## Given text

Studio album by Cazzu
- Released: 3 June 2019
- Genre: Latin trap; hip hop;
- Length: 32:04
- Language: Spanish
- Label: Rimas
- Producer: YTBM; La Paciencia;

Cazzu chronology
| Maldades (2017) | Error 93 (2019) | Bonus Trap (2020) |

Singles from Error 93
- "Visto a las 00:00" Released: 3 June 2019; "Mucha Data" Released: 12 August 2019; "Nada" Released: 13 November 2019; "Mentiste" Released: 2 December 2019;

= Error 93 =

2019 studio album by Cazzu

Error 93 is the second studio album by Argentine rapper and singer Cazzu. It was released by surprise on 3 June 2019 by Rimas Entertainment. Error 93 is a Latin trap, hip hop record. It was primarily produced by YTBM and also features production from La Paciencia. The album features guest appearances by Dalex, Lyanno, Rauw Alejandro and trap group Modo Diablo, comprised by Duki, Neo Pistea and Ysy A.

The album gained a nomination for Female Album of the Year at the 2020 Tu Música Urbano Awards.

==Background and composition==
In Error 93, Cazzu opens up about love, deception, and independence. The singer wrote each one of the ten tracks on her own. According to Billboards Jessica Roiz, "the album establishes her as a well-rounded urban act who can play with trap and hip-hop rhythms, as heard on "Mucha Data", and also drop fiery old-school reggaeton/perreo songs, as heard on "Rally" and "Al Reves"." The first single off of Error 93 was "Visto a las 00:00", a "sensual urban track about starting a relationship from scratch."

## Dataset excerpts

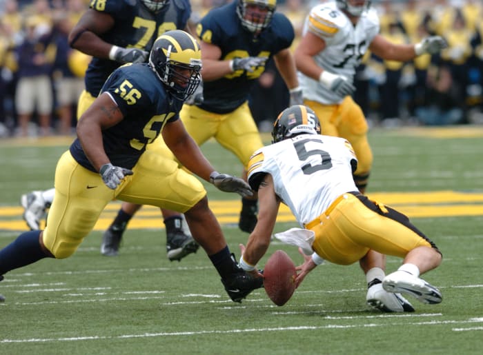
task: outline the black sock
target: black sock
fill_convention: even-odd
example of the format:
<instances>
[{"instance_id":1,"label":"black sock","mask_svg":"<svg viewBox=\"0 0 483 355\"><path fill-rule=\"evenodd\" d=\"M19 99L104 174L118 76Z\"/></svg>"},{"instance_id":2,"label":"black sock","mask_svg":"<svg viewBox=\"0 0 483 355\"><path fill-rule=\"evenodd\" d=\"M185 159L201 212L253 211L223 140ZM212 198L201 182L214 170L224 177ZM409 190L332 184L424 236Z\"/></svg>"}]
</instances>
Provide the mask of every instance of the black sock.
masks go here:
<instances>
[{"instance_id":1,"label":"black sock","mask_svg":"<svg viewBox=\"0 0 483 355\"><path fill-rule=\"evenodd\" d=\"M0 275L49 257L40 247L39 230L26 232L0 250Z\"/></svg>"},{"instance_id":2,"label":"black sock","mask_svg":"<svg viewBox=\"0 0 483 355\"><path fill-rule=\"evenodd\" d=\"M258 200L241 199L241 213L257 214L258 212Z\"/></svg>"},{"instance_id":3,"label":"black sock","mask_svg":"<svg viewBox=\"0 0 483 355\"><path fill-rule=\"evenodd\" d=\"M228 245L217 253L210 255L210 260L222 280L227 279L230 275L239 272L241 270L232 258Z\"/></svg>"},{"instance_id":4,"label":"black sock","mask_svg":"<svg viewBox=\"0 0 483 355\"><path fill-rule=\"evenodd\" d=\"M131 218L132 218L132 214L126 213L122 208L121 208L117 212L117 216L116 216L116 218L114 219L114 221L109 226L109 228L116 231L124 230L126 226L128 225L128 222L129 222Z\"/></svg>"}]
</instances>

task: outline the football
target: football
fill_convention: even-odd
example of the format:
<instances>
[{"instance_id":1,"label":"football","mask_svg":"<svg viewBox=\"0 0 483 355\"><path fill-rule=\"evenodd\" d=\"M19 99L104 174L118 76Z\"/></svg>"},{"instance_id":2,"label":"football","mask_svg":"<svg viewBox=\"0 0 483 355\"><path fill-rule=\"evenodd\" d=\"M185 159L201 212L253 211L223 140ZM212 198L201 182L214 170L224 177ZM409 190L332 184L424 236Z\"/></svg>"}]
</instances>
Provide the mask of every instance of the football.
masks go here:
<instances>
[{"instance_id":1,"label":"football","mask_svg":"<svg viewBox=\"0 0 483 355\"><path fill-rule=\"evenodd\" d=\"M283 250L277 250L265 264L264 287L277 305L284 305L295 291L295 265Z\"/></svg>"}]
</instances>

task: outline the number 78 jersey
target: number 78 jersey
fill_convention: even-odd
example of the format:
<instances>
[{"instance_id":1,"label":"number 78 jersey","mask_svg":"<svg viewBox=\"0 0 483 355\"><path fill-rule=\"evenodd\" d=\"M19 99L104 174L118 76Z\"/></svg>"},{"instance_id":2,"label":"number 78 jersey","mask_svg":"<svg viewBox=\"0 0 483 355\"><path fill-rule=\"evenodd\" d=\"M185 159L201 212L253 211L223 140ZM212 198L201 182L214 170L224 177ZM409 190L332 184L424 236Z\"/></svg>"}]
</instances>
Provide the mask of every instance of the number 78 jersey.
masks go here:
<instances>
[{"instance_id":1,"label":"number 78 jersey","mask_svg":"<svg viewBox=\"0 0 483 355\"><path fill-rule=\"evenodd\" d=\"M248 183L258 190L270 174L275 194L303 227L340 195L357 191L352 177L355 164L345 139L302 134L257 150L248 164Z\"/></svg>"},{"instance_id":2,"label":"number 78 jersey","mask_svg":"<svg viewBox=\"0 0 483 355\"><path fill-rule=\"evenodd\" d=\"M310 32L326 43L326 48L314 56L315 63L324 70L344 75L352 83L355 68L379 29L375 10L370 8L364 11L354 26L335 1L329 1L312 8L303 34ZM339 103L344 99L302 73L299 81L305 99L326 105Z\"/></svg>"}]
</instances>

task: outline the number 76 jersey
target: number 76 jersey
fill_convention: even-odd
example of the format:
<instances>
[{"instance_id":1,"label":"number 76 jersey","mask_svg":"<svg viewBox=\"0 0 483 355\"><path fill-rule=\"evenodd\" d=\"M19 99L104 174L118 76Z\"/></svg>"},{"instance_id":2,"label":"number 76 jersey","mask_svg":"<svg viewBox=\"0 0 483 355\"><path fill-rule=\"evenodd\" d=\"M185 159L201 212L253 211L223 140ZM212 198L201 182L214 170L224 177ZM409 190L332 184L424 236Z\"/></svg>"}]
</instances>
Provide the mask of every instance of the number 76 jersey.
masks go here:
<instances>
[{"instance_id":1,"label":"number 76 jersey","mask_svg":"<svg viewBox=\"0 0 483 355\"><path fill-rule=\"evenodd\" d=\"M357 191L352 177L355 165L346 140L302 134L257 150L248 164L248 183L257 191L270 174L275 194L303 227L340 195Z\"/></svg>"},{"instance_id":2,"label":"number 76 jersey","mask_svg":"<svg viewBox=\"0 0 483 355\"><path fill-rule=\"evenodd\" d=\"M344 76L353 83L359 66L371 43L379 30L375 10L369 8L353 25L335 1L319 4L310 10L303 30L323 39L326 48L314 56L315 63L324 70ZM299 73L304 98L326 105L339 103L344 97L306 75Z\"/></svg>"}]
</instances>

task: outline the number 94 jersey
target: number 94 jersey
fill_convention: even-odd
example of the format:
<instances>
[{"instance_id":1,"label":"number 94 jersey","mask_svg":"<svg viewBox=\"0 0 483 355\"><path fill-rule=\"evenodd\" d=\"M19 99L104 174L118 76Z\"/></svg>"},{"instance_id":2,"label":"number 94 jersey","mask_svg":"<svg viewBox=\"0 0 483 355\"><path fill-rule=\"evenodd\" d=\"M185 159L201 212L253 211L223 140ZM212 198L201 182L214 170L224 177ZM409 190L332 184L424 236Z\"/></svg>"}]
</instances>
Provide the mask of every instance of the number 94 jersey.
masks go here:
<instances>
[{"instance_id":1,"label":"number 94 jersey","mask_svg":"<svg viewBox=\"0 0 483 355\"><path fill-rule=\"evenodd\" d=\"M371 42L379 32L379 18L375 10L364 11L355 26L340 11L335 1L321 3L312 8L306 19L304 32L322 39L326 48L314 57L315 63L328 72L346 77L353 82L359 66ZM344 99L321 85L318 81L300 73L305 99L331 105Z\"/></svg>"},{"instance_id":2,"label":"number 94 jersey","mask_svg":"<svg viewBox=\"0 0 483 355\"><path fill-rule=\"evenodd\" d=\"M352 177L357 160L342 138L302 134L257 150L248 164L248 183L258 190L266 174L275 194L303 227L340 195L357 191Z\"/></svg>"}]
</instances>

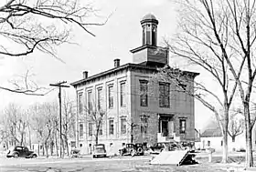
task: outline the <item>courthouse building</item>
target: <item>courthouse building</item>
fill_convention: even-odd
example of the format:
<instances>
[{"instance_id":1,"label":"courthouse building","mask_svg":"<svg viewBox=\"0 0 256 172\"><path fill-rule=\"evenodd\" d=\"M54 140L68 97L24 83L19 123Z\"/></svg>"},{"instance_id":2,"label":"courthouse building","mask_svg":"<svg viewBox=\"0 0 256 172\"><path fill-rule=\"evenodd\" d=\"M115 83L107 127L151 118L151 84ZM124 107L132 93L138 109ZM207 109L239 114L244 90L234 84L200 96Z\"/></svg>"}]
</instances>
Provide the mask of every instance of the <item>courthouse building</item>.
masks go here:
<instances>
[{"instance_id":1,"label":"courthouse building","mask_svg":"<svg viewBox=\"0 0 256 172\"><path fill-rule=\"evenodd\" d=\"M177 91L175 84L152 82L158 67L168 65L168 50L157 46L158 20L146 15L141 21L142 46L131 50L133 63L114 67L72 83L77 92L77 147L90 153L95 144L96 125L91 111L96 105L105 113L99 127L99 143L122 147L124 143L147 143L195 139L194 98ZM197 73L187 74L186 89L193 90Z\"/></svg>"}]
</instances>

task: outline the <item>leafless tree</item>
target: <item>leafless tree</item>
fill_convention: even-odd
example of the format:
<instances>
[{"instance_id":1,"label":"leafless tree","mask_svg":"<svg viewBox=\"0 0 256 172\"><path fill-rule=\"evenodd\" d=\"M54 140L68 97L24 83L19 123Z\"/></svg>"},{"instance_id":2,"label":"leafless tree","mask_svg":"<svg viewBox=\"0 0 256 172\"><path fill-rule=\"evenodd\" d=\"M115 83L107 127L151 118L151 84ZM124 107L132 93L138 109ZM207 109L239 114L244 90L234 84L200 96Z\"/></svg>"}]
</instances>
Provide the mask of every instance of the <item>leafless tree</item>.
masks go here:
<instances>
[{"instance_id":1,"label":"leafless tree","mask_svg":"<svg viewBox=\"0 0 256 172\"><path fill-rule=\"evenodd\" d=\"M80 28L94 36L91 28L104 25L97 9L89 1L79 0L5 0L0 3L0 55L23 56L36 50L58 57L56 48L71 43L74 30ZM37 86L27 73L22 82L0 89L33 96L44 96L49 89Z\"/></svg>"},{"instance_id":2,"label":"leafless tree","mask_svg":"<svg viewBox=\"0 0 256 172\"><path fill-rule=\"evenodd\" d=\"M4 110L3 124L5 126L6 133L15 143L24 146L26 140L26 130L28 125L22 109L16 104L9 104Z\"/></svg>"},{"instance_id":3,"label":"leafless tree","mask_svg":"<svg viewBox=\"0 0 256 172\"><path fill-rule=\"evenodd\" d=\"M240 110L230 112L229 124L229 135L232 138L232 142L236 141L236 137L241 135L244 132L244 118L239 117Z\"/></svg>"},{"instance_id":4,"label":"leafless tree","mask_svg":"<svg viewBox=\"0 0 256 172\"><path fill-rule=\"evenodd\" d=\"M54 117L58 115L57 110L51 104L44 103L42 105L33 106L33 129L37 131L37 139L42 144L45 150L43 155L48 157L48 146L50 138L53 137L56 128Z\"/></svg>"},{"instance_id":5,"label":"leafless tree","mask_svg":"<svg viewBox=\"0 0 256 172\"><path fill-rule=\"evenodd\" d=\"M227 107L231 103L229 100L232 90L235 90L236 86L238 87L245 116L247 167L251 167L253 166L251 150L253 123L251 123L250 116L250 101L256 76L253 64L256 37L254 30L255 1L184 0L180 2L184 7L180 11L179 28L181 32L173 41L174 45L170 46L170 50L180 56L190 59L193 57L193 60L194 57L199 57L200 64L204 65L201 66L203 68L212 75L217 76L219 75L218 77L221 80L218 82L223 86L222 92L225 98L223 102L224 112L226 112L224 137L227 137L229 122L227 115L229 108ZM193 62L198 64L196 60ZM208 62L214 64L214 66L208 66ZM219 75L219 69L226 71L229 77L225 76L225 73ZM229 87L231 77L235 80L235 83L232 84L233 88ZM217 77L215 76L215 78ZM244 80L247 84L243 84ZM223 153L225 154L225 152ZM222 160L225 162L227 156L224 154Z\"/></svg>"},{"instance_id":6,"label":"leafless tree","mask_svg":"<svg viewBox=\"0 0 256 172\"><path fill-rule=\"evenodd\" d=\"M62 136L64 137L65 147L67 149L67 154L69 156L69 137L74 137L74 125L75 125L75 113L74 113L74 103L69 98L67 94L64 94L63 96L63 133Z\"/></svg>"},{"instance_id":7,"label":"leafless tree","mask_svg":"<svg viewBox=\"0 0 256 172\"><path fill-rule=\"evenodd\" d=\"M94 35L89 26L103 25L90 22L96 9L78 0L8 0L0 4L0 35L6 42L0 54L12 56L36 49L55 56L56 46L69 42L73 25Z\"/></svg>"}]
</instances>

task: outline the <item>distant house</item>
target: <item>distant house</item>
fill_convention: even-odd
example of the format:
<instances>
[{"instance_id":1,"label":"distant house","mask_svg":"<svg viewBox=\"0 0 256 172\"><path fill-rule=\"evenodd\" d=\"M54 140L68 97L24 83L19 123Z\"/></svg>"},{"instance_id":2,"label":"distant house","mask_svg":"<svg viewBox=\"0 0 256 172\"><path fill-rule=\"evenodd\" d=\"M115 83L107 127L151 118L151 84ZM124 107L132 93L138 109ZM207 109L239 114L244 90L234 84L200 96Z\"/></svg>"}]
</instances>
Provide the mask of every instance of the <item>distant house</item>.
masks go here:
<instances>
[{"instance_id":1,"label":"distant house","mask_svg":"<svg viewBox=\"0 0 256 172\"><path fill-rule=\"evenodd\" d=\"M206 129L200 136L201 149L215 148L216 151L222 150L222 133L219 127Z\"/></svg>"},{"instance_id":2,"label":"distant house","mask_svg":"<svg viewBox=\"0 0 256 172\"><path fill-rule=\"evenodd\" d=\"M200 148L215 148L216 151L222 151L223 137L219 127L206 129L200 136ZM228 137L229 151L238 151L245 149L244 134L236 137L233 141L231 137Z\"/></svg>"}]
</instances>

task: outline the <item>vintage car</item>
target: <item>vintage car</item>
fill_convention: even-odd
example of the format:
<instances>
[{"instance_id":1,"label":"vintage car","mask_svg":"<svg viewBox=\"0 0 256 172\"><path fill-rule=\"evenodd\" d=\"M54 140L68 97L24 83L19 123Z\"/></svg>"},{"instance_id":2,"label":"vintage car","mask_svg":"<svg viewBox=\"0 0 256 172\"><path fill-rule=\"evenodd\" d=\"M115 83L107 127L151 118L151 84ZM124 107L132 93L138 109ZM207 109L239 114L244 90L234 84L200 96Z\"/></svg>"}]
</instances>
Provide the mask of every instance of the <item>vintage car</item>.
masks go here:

## Set tasks
1. Please copy the Error 93 article from "Error 93 is the" up to and including "Música Urbano Awards.".
2. According to the Error 93 article, what nomination did the album receive at the 2020 Tu Música Urbano Awards?
3. Carry the Error 93 article on from its final sentence by writing the next part.
The records were taken from a separate source and are unrelated to the Error 93 article.

## In response
1.
Error 93 is the second studio album by Argentine rapper and singer Cazzu. It was released by surprise on 3 June 2019 by Rimas Entertainment. Error 93 is a Latin trap, hip hop record. It was primarily produced by YTBM and also features production from La Paciencia. The album features guest appearances by Dalex, Lyanno, Rauw Alejandro and trap group Modo Diablo, comprised by Duki, Neo Pistea and Ysy A.

The album gained a nomination for Female Album of the Year at the 2020 Tu Música Urbano Awards.

2. Female Album of the Year.

3.
As regards the creative process, Cazzu said, "I sat down with my producer and we listened to lots of albums. One of the albums we most listened to was Halsey's Badlands. I love being able to fuse some of the sounds that she uses to create urban music. Jeremih is another artist whose flow and way of singing and composing music I try to incorporate. "I am simply trying to create what is essentially in my brain."

==Track listing==
All tracks are produced by YTBM, and written by Julieta Cazzuchelli, except where noted.

Notes
- "Visto a las 00" is sometimes credited as "00:00"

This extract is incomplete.